## Written request
Reproduce every one of the following lines word for word.

## Data excerpts
◇ ◇ ◇ ◇ ◇

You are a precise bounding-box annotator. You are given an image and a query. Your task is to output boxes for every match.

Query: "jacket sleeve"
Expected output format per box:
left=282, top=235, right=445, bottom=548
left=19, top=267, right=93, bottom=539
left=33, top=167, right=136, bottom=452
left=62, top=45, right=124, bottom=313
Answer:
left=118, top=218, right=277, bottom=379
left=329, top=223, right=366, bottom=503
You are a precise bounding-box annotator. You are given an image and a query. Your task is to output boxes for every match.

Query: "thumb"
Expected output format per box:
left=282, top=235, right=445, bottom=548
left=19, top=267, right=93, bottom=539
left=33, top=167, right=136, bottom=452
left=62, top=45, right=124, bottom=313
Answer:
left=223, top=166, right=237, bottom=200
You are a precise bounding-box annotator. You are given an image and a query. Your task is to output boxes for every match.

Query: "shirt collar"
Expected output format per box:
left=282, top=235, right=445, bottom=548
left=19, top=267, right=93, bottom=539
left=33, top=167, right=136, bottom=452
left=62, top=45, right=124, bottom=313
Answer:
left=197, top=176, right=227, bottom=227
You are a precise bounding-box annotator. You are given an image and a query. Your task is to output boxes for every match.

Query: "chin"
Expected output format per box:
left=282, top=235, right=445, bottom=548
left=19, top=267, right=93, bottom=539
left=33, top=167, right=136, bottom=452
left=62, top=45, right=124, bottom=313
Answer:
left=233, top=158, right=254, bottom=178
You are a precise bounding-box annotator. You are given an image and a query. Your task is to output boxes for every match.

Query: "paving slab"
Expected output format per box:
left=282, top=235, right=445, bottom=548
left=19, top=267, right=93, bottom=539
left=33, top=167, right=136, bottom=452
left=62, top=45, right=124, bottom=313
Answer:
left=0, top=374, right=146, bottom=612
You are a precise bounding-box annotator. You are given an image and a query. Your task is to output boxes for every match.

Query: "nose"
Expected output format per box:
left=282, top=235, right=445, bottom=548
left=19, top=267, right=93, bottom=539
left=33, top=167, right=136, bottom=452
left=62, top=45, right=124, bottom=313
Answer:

◇ ◇ ◇ ◇ ◇

## Result
You are a precise bounding-box annotator. You are given an image and a query. Your task is to output boxes for every match.

Query: "jacket sleeve"
Expected output format per box:
left=282, top=235, right=445, bottom=548
left=19, top=267, right=93, bottom=539
left=33, top=167, right=136, bottom=452
left=62, top=45, right=124, bottom=313
Answer:
left=118, top=218, right=277, bottom=379
left=329, top=223, right=366, bottom=503
You are a precise bounding-box annotator. You are given an image and a query. Your task is to output boxes for every match.

Query: "thumb"
Expected output format per box:
left=282, top=235, right=445, bottom=548
left=19, top=267, right=93, bottom=539
left=33, top=167, right=136, bottom=452
left=62, top=45, right=124, bottom=313
Answer:
left=223, top=166, right=237, bottom=200
You are a precise bounding-box annotator. You are given an image and a query. Your task is to output boxes for every match.

Query: "shirt collar"
Expected output format per box:
left=282, top=235, right=445, bottom=548
left=19, top=267, right=93, bottom=539
left=33, top=167, right=136, bottom=452
left=62, top=45, right=124, bottom=313
Answer:
left=197, top=176, right=227, bottom=227
You are a precise bounding-box annotator. You are given an image and a query. Your task is to output boxes for every match.

Query: "chin"
Expected output format per box:
left=282, top=235, right=445, bottom=548
left=19, top=267, right=93, bottom=539
left=33, top=167, right=136, bottom=452
left=62, top=45, right=124, bottom=313
Answer:
left=233, top=158, right=254, bottom=178
You are a precise bounding-box annotator. You are given an image and a query. Your task is to output boxes for every match.

Query: "paving slab"
Expected output format per box:
left=282, top=235, right=445, bottom=548
left=19, top=267, right=93, bottom=539
left=33, top=167, right=136, bottom=452
left=62, top=45, right=124, bottom=313
Answer:
left=0, top=374, right=146, bottom=612
You are a precise bounding-box annotator. You are given an image and a query. Your task is to output boxes for every match.

Query: "nose"
Expected output format per box:
left=282, top=235, right=445, bottom=548
left=19, top=267, right=93, bottom=539
left=33, top=167, right=136, bottom=452
left=62, top=45, right=124, bottom=313
Answer:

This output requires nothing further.